* [TASK REQUIREMENTS]
Retype the lines below, from the one containing "I would be grateful for your help with the power" through the one containing "point(466, 237)", including both of those lines.

* [AVAILABLE RECORDS]
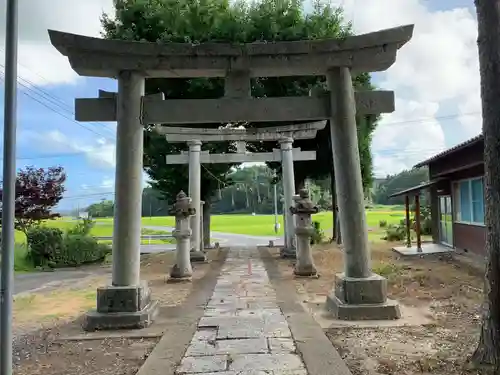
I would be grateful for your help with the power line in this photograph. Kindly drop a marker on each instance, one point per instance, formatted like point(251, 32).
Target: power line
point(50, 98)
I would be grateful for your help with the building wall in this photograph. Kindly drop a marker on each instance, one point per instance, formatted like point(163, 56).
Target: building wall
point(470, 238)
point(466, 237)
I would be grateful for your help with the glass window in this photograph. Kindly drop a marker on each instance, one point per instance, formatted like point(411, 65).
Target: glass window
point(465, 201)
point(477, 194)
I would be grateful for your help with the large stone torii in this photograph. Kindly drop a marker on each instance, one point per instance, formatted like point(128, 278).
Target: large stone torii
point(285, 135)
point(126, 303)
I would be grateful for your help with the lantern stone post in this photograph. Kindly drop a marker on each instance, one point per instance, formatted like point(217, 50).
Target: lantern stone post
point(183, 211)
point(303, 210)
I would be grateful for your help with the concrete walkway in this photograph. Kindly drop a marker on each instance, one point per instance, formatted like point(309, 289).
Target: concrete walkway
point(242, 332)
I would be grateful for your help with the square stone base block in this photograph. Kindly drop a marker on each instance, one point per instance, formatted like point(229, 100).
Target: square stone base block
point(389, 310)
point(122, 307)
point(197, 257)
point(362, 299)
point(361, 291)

---

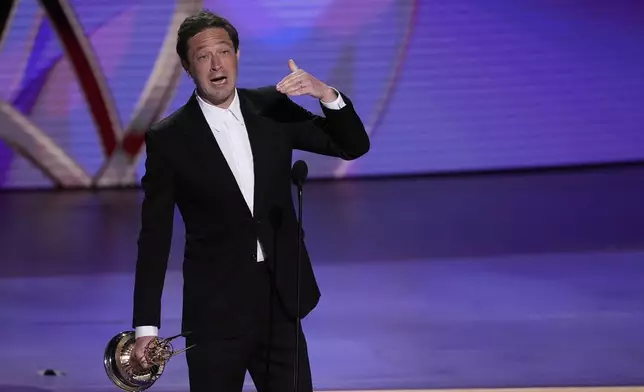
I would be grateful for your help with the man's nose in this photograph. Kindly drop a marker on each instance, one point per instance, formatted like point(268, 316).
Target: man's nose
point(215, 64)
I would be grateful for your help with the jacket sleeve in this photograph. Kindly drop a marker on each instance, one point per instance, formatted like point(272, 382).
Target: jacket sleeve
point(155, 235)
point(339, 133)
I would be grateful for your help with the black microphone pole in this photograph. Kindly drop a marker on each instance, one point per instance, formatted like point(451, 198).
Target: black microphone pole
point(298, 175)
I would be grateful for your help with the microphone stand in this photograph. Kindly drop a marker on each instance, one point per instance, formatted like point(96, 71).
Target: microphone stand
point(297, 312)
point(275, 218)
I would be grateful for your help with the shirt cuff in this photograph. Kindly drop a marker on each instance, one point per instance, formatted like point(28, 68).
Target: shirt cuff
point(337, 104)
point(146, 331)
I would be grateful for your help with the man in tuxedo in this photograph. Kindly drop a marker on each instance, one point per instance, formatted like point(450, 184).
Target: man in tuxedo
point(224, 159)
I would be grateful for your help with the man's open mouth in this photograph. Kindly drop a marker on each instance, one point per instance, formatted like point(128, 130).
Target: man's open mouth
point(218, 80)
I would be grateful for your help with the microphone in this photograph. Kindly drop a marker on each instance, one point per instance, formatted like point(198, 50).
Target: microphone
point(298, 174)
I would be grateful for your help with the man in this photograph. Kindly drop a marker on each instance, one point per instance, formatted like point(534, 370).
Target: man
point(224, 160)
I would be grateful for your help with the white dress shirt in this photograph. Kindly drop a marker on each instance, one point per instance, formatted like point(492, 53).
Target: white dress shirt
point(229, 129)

==

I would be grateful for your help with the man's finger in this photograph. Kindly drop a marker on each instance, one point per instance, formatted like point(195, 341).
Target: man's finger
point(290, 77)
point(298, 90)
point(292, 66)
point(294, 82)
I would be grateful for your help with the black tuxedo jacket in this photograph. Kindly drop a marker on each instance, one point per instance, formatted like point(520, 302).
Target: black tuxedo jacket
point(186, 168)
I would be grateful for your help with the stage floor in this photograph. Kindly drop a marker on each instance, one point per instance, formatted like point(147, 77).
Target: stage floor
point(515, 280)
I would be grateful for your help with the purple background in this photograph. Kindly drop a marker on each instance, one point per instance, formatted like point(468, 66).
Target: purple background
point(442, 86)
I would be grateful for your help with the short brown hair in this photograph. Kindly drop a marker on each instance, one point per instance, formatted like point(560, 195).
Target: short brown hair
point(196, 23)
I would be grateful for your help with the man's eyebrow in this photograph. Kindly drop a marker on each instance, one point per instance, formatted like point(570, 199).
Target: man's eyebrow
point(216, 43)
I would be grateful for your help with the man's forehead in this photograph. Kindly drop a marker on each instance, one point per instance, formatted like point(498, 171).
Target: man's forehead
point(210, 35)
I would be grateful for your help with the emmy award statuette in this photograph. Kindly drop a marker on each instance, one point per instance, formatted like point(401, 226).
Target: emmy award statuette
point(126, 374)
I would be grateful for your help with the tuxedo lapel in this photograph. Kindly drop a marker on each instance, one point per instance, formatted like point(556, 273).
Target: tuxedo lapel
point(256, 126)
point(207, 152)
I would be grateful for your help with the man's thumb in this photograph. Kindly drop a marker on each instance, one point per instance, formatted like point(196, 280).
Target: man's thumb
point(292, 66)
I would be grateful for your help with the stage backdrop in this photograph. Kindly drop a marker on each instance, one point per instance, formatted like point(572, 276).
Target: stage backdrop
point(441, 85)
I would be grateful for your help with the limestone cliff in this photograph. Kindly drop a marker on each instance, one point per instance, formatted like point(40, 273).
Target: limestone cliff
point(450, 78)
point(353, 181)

* [COMPLETE OUTPUT]
I would be grateful for your help with the power line in this photograph. Kindly drop a marker on each instance, one point per instance, formatted like point(251, 32).
Target: power line
point(50, 98)
I would be grateful for your help with the building wall in this photograph. Kindly drop a marker on each instance, one point per instance, formatted like point(163, 56).
Target: building wall
point(470, 238)
point(466, 237)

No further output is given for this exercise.